# Extrait du document:
--

Concertations sur les retraites : des premières crispations sur l’âge apparaissent

07/03/2025

Hier s’est tenue la première réunion de travail technique des concertations retraites lancées par François Bayrou. La “délégation paritaire permanente” qu’il ne faut plus appeler “conclave” a partagé des éléments de constats et demandé des chiffrages. Des premières divergences sont apparues entre patronat et syndicats autour de l’âge d’annulation de la décote et l’espérance de vie.

Après trois réunions de préparation autour de la méthode, les partenaires sociaux sont “entrés dans le dur” hier, dans les locaux ministériels de l’avenue de Ségur. Si la réunion a été essentiellement consacrée à des partages de constats et des demandes de chiffrages, les demandes patronales sur la possibilité de faire varier l’actuel âge d’annulation de la décote (67 ans) a rencontré les foudres de la CGT. La CFDT ne s’attendait pas à un bouger “névralgique” sur les 64 ans : l’ensemble des curseurs construira l’issue des concertations vers la fin du mois de mai. Enfin, si ce point n’a pas été abordé en réunion, certains ont fait connaître leur opposition à un financement des efforts de défense liés à la guerre en Ukraine par une nouvelle pression sur les ressources de la protection sociale en général, et des retraites en particulier.

Faire varier l’âge d’annulation de la décote entre 67 et 69 ans

Il n’y a pas eu de “clash” et personne n’a quitté la salle. La première réunion s’est bien tenue jusqu’au bout pendant 2h15. Pour autant, les positions se sont affirmées. A commencer par celles du patronat, notamment du Medef et de la CPME, qui souhaitent étudier les effets financiers d’une variation de l’âge d’annulation de la décote. Aujourd’hui fixé à 67 ans, les patrons souhaitent étudier ce que des changements de curseurs vers 69 ans rapporteraient au régime en suivant les données disponibles sur l’espérance de vie. Selon Diane Milleron-Deperrois qui représentait le Medef, “nous avons partagé que les gens aient conscience que la décote peut introduire, et donc nous avons demandé des chiffrages pour faire varier aussi ce sujet de décote. Cet âge n’a pas bougé avec la réforme précédente. Puisque que l’âge est resté à 67 ans, contrairement aux autres critères sur lesquels il y a une addition de 2 ans, pour participer à l’équilibre à 2030 et étudier ce qu’il rapporte”.

--

# Consigne de travail:
Rédigez la suite de l'article sur les concertations retraites, à partir de la citation de Diane Milleron-Deperrois qui le termine.

--

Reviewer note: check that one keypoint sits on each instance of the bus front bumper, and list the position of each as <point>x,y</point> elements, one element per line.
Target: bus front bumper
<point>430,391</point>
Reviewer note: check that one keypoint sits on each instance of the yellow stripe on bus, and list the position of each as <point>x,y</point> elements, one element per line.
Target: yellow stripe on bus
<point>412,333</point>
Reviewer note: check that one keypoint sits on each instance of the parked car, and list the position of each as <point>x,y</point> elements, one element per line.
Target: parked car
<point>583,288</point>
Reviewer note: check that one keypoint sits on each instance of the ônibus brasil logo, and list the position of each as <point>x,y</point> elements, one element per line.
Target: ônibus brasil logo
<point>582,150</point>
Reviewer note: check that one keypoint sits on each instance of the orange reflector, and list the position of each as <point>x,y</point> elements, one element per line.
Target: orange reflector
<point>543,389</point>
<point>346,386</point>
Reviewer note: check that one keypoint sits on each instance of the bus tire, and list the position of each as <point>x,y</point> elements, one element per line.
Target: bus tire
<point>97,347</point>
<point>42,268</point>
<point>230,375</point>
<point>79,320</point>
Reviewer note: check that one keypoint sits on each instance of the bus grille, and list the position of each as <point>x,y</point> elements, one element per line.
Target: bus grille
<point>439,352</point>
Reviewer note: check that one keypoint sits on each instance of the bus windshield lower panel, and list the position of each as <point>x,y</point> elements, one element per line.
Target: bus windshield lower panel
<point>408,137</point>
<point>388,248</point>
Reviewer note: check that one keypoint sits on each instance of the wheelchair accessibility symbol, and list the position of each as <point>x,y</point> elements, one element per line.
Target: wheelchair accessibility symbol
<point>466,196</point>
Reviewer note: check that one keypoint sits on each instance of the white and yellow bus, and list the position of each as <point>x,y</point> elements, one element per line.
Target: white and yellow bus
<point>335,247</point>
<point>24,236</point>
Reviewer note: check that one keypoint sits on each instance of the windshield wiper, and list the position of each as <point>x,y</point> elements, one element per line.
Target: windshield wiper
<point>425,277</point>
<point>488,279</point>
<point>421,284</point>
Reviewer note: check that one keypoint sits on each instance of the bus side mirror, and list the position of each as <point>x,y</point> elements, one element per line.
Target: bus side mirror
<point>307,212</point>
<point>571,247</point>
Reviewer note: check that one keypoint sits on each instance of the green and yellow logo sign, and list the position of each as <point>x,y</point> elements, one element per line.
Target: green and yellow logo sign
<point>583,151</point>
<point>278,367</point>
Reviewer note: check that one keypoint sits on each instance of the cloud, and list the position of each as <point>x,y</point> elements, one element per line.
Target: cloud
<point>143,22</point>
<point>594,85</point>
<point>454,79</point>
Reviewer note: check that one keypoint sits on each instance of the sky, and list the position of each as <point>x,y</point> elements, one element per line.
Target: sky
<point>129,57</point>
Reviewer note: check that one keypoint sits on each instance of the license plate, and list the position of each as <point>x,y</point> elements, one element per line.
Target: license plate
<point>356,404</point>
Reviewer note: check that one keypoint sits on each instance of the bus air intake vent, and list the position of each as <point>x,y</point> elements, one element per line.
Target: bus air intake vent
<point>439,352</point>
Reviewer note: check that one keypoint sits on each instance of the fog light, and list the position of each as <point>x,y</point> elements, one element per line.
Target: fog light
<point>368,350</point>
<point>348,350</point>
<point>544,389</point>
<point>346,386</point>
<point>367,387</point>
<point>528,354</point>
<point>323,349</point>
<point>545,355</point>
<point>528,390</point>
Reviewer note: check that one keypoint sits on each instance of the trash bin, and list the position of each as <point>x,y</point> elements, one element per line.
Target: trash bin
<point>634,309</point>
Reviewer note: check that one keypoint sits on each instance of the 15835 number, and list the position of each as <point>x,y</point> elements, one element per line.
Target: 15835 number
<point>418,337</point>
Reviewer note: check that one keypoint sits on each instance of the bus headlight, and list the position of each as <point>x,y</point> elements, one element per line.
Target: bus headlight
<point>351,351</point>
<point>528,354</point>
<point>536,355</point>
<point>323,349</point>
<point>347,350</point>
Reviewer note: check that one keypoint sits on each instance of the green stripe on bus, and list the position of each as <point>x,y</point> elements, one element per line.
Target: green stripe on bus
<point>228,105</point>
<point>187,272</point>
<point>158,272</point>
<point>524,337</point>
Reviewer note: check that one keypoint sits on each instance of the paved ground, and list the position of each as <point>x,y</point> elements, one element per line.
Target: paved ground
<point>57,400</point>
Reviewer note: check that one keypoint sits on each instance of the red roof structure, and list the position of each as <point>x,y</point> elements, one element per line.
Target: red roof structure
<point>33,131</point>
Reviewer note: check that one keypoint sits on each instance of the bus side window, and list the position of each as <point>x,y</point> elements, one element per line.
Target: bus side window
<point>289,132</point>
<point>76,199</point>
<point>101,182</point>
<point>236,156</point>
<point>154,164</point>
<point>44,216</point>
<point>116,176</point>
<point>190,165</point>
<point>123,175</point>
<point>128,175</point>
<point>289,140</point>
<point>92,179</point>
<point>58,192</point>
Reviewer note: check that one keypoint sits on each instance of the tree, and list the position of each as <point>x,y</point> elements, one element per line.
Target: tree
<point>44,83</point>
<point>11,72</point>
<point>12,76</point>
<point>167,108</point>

--

# Résultat attendu:
L’hypothèse a rencontré les foudres de la CGT. Selon Denis Gravouil, “c’est en gros une nouvelle réforme des retraites qui se prépare pour le patronat,  la réforme de 2023 n’a pas suffi. On l’a entendu nous dire que finalement, les 67 ans n’ont pas été reculés de 2 ans à 69 ans avec la réforme 2023 et qu’il faudrait peut-être y réfléchir”. La CGT est restée sur sa revendication principale : l’abrogation des 64 ans. Pas question pour elle d’accepter un report de l’âge d’annulation de la décote. Selon Denis Gravouil, les derniers chiffres de la Cnav (Caisse nationale d’assurance vieillesse) montrent que la réforme Touraine, qui a augmenté la durée de cotisation à 43 annuités en 2014, a entraîné un doublement du nombre de Français qui partent en retraite avec une décote, et donc avant 67 ans avec une pension de retraite plus faible.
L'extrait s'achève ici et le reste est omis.